(Coordinate annotation records)
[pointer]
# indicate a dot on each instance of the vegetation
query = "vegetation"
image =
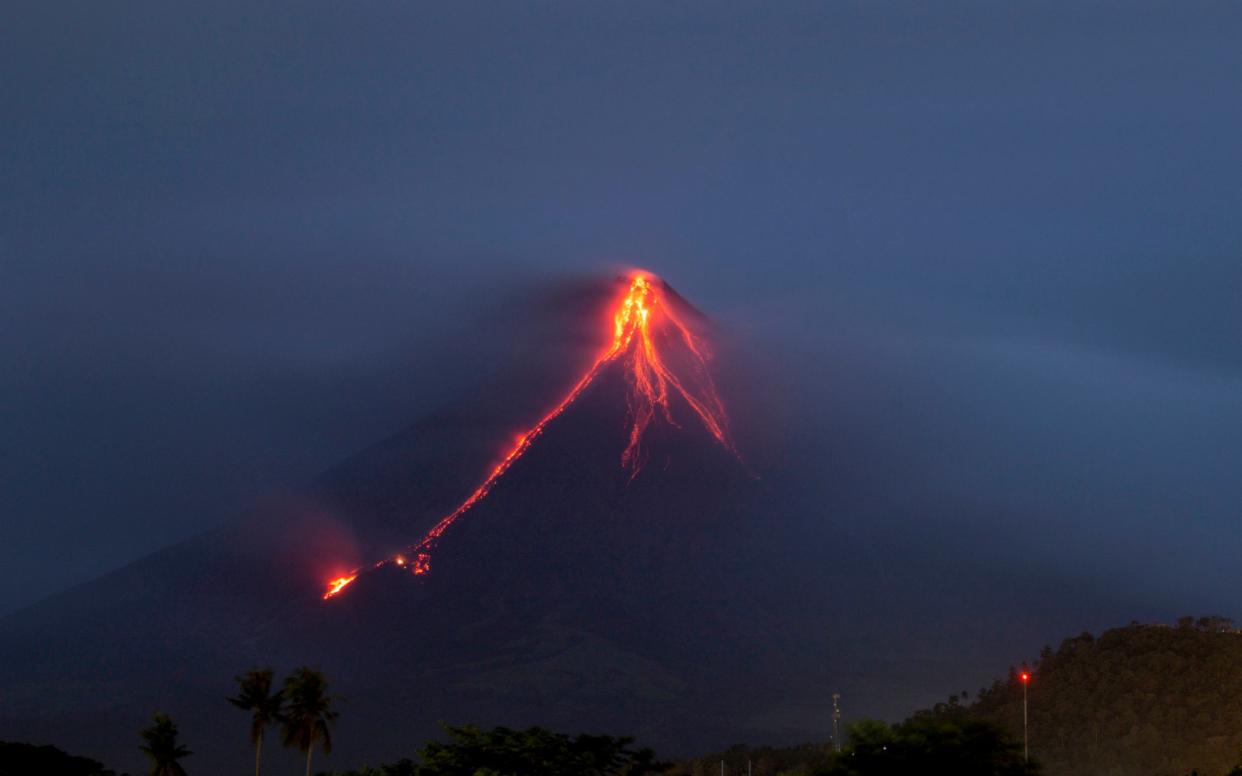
(255, 695)
(27, 759)
(1145, 700)
(927, 745)
(523, 753)
(308, 715)
(160, 746)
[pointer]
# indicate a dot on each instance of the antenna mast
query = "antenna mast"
(836, 720)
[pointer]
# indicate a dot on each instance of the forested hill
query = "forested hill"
(1140, 700)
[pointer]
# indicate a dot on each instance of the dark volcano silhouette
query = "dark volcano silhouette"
(692, 604)
(580, 592)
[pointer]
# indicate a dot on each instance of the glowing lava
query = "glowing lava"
(339, 584)
(642, 324)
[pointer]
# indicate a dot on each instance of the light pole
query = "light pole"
(1026, 748)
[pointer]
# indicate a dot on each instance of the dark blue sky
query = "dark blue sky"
(240, 241)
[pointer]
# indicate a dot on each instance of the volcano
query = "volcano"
(615, 564)
(605, 571)
(663, 363)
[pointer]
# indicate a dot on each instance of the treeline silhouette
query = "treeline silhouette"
(1138, 700)
(923, 745)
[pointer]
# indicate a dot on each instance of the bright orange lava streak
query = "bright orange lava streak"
(651, 384)
(339, 584)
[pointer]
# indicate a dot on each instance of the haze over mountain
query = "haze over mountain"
(693, 600)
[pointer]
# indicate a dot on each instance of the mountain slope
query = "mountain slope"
(1140, 700)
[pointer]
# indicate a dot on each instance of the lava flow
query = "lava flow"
(642, 320)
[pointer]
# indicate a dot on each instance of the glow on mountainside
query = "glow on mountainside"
(640, 319)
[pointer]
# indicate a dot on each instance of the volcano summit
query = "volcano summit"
(607, 571)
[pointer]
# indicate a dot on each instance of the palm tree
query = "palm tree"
(255, 695)
(308, 712)
(162, 748)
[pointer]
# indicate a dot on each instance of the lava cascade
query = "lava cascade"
(642, 322)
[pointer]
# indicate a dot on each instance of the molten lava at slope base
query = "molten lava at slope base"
(643, 322)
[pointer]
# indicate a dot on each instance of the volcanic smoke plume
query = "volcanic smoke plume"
(665, 364)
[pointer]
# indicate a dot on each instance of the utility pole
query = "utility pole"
(1026, 746)
(836, 720)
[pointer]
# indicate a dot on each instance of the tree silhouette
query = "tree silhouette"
(162, 748)
(255, 695)
(308, 713)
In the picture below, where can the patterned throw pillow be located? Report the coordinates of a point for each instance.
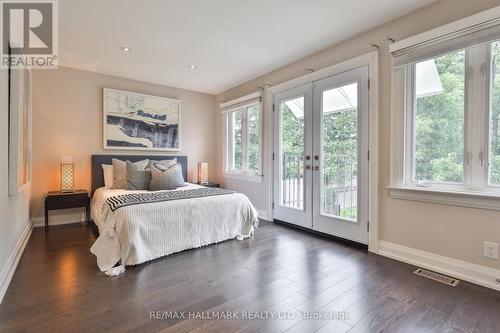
(166, 163)
(137, 178)
(166, 178)
(120, 172)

Instructions to follow — Keep the pictures out of the copy and return the rest of the data above exactly.

Complete response —
[pointer]
# indicate a dot on each instance of the vegetation
query = "vegetation"
image =
(255, 695)
(27, 759)
(1145, 700)
(927, 745)
(523, 753)
(308, 715)
(160, 746)
[pointer]
# indicate a dot on each instance of the antenna mast
query = "antenna mast"
(836, 720)
[pointer]
# indicate a dot on each instance of the forested hill
query = "forested hill"
(1140, 700)
[pointer]
# indicate a dot on each instance of the dark volcano silhouette
query = "dark volcano silhouette"
(692, 604)
(580, 592)
[pointer]
# indicate a dot on each instance of the glowing lava
query = "glowing lava"
(339, 584)
(642, 324)
[pointer]
# indicate a dot on each instance of the light pole
query = "light pole"
(1026, 748)
[pointer]
# indicate a dot on each instance of the dark blue sky
query = "dark blue sky"
(240, 241)
[pointer]
# indicate a dot on each instance of the volcano
query = "volcano"
(615, 564)
(605, 571)
(663, 363)
[pointer]
# indicate a dot on each instance of the treeline silhouette
query = "treeline silhouette"
(1138, 700)
(923, 745)
[pointer]
# indicate a dot on each instance of the bright orange lava streak
query = "bright orange lava streak"
(651, 384)
(339, 584)
[pointer]
# indicate a dot on each instance of the haze over mountain
query = "haze over mountain"
(693, 600)
[pointer]
# indicate a dot on each instance of the mountain slope
query = "mountain slope"
(1140, 700)
[pointer]
# indicate a dot on each instance of the lava flow
query = "lava flow"
(642, 320)
[pointer]
# indicate a dot on each instance of the glow on mountainside
query = "glow on mountainside"
(640, 319)
[pointer]
# indicate a dot on each instance of the volcano summit
query = "volcano summit"
(607, 571)
[pointer]
# indicate a dot on each instance of the palm tree
query = "palm tree"
(255, 695)
(308, 712)
(162, 748)
[pointer]
# indicate a dot on each instance of the lava cascade
query = "lava cascade"
(642, 322)
[pointer]
# indicate a dot on each instance of the molten lava at slope base
query = "molten lava at slope base"
(643, 322)
[pointer]
# indicate a dot on each instance of the volcanic smoke plume
query = "volcanic smoke plume"
(665, 364)
[pointer]
# indicate a dot on each instance of the utility pole
query = "utility pole"
(1026, 746)
(836, 720)
[pointer]
# indicate a dot on each instance of the tree silhouette
query = "tree silhouette"
(162, 748)
(255, 695)
(308, 713)
In the picture below, where can the patterned throw pillow be located? Report the coordinates of a point for each instance.
(166, 163)
(137, 178)
(166, 178)
(120, 172)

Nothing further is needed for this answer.